*Brief*: Locate every line in the rows below that contains the string "head" and copy each such line. Matching is case-sensitive.

*Named-object pointing records*:

◆ ◆ ◆ ◆ ◆

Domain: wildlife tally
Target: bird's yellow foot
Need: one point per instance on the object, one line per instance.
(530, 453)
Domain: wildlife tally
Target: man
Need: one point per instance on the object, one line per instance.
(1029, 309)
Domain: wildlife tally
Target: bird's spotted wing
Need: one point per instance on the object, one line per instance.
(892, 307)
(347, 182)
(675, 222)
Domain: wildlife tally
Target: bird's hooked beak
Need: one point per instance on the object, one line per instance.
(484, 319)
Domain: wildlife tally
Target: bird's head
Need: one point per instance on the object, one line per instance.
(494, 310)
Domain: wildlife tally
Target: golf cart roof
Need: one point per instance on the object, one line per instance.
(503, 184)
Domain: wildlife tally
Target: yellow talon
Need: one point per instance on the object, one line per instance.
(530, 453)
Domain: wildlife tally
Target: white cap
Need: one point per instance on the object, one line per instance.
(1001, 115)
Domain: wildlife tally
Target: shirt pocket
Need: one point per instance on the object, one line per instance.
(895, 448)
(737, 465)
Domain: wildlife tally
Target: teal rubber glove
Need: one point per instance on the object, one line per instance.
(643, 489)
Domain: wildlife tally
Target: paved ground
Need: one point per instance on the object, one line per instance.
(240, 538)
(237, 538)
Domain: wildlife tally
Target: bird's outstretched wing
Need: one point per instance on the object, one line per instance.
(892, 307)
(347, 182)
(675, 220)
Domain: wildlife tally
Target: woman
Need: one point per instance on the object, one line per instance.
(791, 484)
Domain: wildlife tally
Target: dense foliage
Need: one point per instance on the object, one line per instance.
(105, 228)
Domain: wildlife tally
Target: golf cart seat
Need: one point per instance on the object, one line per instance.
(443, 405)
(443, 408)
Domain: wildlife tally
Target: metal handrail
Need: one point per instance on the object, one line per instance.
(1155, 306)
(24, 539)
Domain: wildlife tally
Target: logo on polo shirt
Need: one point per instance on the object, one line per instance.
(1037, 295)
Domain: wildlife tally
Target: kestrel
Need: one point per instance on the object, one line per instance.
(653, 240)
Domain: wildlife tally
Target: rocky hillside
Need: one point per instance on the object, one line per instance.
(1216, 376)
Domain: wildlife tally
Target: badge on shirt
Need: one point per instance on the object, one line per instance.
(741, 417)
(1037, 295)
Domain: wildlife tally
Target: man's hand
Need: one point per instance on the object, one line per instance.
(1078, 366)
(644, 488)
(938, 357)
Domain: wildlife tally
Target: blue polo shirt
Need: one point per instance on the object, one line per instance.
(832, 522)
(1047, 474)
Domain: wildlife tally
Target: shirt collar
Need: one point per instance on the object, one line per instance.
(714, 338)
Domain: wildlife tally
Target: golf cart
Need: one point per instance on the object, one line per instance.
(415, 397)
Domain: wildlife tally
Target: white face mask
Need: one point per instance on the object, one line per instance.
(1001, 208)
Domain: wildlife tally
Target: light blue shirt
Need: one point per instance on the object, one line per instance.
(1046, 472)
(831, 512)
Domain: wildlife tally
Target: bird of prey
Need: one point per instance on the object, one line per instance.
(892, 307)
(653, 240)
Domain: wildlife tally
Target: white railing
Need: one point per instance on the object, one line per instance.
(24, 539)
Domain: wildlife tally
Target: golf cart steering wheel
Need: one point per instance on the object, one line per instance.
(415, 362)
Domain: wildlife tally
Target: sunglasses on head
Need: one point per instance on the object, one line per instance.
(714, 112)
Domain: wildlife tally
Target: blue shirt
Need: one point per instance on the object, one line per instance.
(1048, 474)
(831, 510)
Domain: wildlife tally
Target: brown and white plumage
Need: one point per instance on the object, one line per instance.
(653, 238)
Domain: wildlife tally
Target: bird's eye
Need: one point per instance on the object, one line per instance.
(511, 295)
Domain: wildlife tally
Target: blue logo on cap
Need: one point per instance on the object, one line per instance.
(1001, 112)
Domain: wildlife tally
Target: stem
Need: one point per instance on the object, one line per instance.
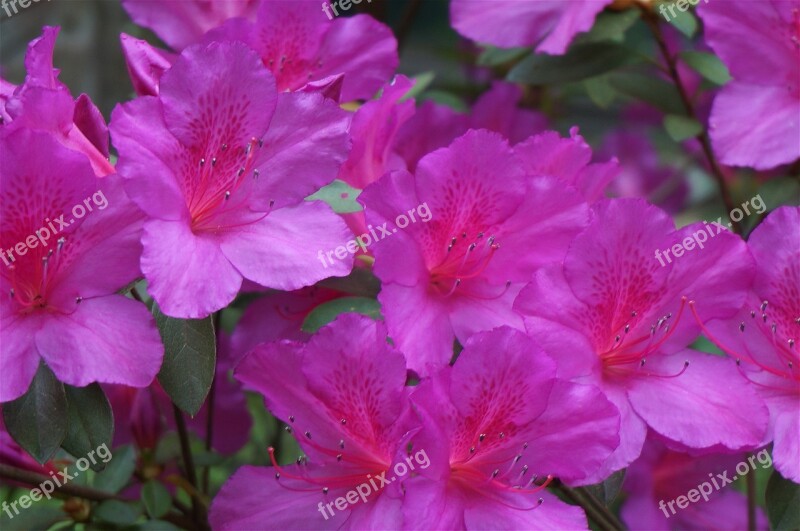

◆ ◆ ◆ ◆ ◆

*Final result*:
Target: bird's head
Target: sunglasses on head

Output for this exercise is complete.